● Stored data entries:

--------------------------------------------------

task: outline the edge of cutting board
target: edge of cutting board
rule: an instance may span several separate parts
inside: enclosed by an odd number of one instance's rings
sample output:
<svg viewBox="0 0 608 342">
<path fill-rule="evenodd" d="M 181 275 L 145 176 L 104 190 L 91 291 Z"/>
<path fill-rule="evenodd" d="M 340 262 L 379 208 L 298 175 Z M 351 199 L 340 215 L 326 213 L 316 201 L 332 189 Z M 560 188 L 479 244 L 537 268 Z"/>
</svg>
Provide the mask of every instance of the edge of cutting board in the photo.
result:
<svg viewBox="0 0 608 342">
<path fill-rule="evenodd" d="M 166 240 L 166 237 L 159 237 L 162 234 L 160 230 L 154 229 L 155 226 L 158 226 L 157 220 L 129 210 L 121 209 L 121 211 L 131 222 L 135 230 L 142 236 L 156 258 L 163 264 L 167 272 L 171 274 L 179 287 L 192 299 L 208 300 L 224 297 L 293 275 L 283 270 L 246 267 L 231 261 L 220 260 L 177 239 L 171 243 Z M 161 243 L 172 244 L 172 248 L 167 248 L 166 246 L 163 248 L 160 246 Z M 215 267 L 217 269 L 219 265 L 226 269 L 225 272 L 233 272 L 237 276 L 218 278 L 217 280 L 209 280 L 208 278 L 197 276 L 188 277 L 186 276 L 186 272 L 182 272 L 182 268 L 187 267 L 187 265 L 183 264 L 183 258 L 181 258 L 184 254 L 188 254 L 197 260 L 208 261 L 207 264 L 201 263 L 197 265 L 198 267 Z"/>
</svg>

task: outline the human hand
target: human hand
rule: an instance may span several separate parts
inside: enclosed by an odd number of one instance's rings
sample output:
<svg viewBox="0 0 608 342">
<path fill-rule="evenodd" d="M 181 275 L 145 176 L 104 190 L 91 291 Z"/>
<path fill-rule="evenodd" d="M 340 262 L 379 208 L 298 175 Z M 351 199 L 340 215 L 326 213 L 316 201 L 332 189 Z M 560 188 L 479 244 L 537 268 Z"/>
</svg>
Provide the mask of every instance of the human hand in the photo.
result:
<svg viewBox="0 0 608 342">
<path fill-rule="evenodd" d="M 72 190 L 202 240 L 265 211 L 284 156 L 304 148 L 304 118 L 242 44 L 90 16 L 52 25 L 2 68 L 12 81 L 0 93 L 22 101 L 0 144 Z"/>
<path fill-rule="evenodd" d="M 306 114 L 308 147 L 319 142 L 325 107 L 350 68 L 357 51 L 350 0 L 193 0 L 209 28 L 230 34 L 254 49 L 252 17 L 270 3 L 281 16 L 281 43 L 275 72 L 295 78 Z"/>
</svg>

--------------------------------------------------

● Requirement:
I need each line above reproduced exactly.

● Written answer:
task: outline the edge of cutting board
target: edge of cutting board
rule: an instance may span several separate parts
inside: enclosed by an odd number of one instance's rings
sample output:
<svg viewBox="0 0 608 342">
<path fill-rule="evenodd" d="M 181 275 L 145 176 L 104 190 L 91 291 Z"/>
<path fill-rule="evenodd" d="M 340 262 L 379 208 L 298 175 Z M 351 199 L 340 215 L 326 213 L 316 201 L 332 189 Z M 560 188 L 479 244 L 537 268 Z"/>
</svg>
Provide the mask of every instance of the edge of cutting board in the photo.
result:
<svg viewBox="0 0 608 342">
<path fill-rule="evenodd" d="M 166 240 L 166 237 L 159 237 L 162 234 L 160 230 L 154 229 L 155 226 L 158 226 L 157 220 L 129 210 L 121 209 L 121 211 L 131 222 L 135 230 L 142 236 L 156 258 L 163 264 L 167 272 L 171 274 L 179 287 L 192 299 L 208 300 L 224 297 L 293 275 L 283 270 L 246 267 L 231 261 L 220 260 L 177 239 L 171 243 Z M 161 243 L 172 244 L 172 248 L 167 248 L 166 246 L 163 248 L 160 246 Z M 215 267 L 217 269 L 219 265 L 226 269 L 225 272 L 233 272 L 237 276 L 218 278 L 217 280 L 209 280 L 208 278 L 197 276 L 188 277 L 186 276 L 186 272 L 182 272 L 182 268 L 187 267 L 187 265 L 183 264 L 183 258 L 181 258 L 184 254 L 188 254 L 197 260 L 208 261 L 207 264 L 201 263 L 197 265 L 198 267 Z"/>
</svg>

task: outline the human hand
target: human hand
rule: an instance may span several separate parts
inside: enclosed by an odd number of one instance's rings
sample output:
<svg viewBox="0 0 608 342">
<path fill-rule="evenodd" d="M 181 275 L 145 176 L 104 190 L 91 291 Z"/>
<path fill-rule="evenodd" d="M 340 262 L 379 208 L 298 175 Z M 351 199 L 340 215 L 326 213 L 316 201 L 332 189 Z M 560 188 L 479 244 L 537 268 Z"/>
</svg>
Provide the mask of every instance of the human hand in the photo.
result:
<svg viewBox="0 0 608 342">
<path fill-rule="evenodd" d="M 72 190 L 202 240 L 265 211 L 284 156 L 304 148 L 304 118 L 242 44 L 90 16 L 52 25 L 2 68 L 12 81 L 0 93 L 22 101 L 0 144 Z"/>
<path fill-rule="evenodd" d="M 306 114 L 308 147 L 319 142 L 325 107 L 350 68 L 357 51 L 350 0 L 193 0 L 209 28 L 230 34 L 254 49 L 252 17 L 270 3 L 281 16 L 281 43 L 275 72 L 295 78 Z"/>
</svg>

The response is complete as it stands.